## begin
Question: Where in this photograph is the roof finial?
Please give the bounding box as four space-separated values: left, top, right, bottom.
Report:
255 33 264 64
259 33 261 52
## end
GOAL:
Quote every line of the records above word for word, leaving nothing out.

EXPECTED OUTPUT:
Question: Where in this photograph is the roof finial?
Please give the bounding box as four space-separated values: left, top, right, bottom.
Report:
255 33 264 64
259 33 261 52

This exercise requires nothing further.